--- Supplied records ---
-- Opening Marker --

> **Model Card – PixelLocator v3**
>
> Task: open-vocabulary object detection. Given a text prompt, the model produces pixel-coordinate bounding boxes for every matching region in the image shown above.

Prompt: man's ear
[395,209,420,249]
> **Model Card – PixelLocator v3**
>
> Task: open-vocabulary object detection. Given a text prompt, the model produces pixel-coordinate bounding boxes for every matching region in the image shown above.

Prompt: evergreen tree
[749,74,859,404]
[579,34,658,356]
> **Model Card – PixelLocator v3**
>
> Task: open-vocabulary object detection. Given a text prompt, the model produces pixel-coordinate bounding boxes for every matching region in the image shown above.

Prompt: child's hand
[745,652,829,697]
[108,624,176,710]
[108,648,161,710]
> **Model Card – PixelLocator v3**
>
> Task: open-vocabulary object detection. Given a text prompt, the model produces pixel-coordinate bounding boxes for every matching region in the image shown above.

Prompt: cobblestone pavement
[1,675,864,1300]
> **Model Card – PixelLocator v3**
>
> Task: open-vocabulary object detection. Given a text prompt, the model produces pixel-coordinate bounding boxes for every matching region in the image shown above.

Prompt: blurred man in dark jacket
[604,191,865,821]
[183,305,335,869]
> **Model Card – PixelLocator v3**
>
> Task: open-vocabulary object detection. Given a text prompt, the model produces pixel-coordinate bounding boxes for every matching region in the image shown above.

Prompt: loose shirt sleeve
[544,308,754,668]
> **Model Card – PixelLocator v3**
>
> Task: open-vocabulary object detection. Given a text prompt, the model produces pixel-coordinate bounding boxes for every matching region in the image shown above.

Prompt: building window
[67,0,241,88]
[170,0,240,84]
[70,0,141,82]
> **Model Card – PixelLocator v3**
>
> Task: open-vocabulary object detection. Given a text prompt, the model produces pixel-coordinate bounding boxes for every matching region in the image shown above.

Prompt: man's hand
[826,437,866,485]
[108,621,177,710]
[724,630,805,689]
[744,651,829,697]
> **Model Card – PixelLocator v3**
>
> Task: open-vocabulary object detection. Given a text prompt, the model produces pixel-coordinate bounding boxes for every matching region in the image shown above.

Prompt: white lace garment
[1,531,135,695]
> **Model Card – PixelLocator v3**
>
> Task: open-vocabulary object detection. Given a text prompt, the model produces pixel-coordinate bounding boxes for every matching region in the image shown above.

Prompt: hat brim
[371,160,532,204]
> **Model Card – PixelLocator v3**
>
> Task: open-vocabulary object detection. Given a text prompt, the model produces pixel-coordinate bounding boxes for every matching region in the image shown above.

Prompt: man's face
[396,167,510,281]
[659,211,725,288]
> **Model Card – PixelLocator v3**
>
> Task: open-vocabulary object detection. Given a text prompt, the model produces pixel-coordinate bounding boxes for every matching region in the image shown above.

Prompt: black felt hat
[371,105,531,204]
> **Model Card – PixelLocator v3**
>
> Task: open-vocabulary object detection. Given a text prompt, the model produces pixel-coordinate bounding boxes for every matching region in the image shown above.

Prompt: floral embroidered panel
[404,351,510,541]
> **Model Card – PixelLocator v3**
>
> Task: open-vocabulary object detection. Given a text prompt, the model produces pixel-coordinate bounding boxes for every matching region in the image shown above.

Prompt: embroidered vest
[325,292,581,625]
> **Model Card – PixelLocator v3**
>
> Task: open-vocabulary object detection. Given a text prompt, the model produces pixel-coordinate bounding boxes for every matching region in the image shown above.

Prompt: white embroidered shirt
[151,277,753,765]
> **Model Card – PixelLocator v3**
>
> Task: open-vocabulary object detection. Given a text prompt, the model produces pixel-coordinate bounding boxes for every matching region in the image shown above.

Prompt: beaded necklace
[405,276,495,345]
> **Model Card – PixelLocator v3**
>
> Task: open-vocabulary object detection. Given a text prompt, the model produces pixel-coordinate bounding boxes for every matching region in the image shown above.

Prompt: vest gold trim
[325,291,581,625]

-- Closing Marker --

Reproduce the material exactly. Every line must match.

--- Output ---
> **Model Card – PixelLocator v3**
>
> Task: open-vocabulary object detection. Given a text prompt, the model produces pixel-coordinate bounding boxes for every matching region in the image shown above.

Prompt: man's ear
[395,209,420,249]
> **Model Card – PixelLocator v3**
>
> Task: open-vocabulary object detection. Given a text prompt, the model produces pixel-coordinate bounding boxes for every matching region in the image shown above.

Prompt: evergreen tree
[749,74,859,404]
[579,34,658,356]
> **Model Card – PixelLocator v3**
>
> Task: open-vocabulary object detection. Given a text prompt, the model produces pixel-coordinate bounding boxes for every matching region in the image shown above.

Prompt: child's hand
[745,652,829,697]
[108,624,176,710]
[108,648,161,710]
> **Model Card – PixelLocator v3**
>
> Task: open-vocabulary object detection. Given a text prompt, the model produces pixel-coordinate bounding boxes for every matching region in the image shown above.

Prompt: cobblestone pavement
[1,675,864,1300]
> **Model Card – PixelLocator v3**
>
> Task: open-vocabulary object detection. Given a text prompt, the model produces pixel-coordinate bounding boxes for every matching region in the image shown above.

Prompt: blurred man in dark jacket
[604,191,865,821]
[183,305,335,869]
> **Model Card – PixelLocator v3**
>
> Task: open-vocabulary object detection. Given a text prompt, the model produces pixel-coordinate bounding boxes for every matching region in the image shown above.

Prompt: loose shirt sleeve
[544,308,754,668]
> **Model Card – PixelLocator v3**
>
> Task: open-vocabulary object detection. Given a text prompt, the model produces pixel-coordinate bounding boxes for every matching region in the image shown above.

Prompt: building window
[67,0,241,88]
[170,0,240,84]
[70,0,141,82]
> **Model Card – PixelLocator v3**
>
> Task: open-vocabulary object detection. Given a text prompt, the model produces pixel-coordinate bounding boxes for every matching region in the image shown above.

Prompt: man's hand
[826,437,866,485]
[108,621,177,710]
[724,630,805,689]
[744,651,829,697]
> **Model Card – PixelLocator v3**
>
> Task: open-vocabulary object detection. Given a text prompt, the model produces pixel-coordinate bounding boxes for every matching region in the image shown above.

Prompt: white lace garment
[1,531,135,695]
> **Model Card – PixelLocator v3**
>
> Task: open-vocabulary object detection. Given a text prompt, the model produces pixel-coordinate bounding boxes for every matching region in the image shown above.

Prompt: hat brim
[371,160,532,204]
> **Model Card – PixelLocator v3**
>
> Task: open-vocabulary object detection. Given a text prompt, the model produces pixel-coordinate bounding boxes for every matching region in the image shown above.

Prompt: man's face
[396,167,510,281]
[659,211,725,288]
> **Model Card – PixelLocator v3**
>
> Task: open-vocabulary object detection. Given a text prompt, the model produces pixel-coordinate bounding boxes for every matching region in the image shown above.

Prompt: black felt hat
[371,105,531,204]
> **Model Card – PixelLocator v3**
>
> Task: open-vocabulary object detection. Given a text prompt, the model produces pixel-coordinate bounding boxes for every matching region in the image shown above.

Prompt: floral embroidered panel
[404,351,510,541]
> **Model Card – PixelLocator v3**
>
> Task: open-vocabulary object detection. Given a text prompt, the model produces pixel-coordinate bounding boxes for every matching region in the image shown above.

Prompt: embroidered vest
[325,292,581,625]
> **Model Card – PixelLocator v3**
>
> Task: open-vocabulary object detection. Given a text prompt, the model produces pixel-coordinate bounding boxes for every matching region in the image shown above.

Prompt: white embroidered shirt
[151,277,753,765]
> **Model Card – PixelLocator v3**
>
> Task: open-vocabulary object detection. Given a text prompt, the model produces pixel-coordinate bounding boxes for every matching region in the image shown above.

Prompt: beaded necklace
[405,276,495,345]
> **Model Card – PixelLocator v3**
>
> Task: open-vocabulary object detection. Given a text prompt, the model produces pixel-coordinate bounding boxes for every matching region in the image shown above.

Prompt: vest gold trim
[325,291,581,625]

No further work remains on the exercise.